::: Data records
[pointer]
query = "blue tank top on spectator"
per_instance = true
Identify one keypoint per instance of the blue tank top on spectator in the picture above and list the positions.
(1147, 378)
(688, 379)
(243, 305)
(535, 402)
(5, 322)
::::::
Task description:
Above are some records; repeat all of them exactly.

Response for this exercise:
[pointer]
query = "blue tank top on spectator"
per_instance = true
Identify one keypoint per instance of the blue tank top on spectator in the picture above and list the positions.
(1147, 378)
(688, 379)
(243, 305)
(535, 402)
(5, 322)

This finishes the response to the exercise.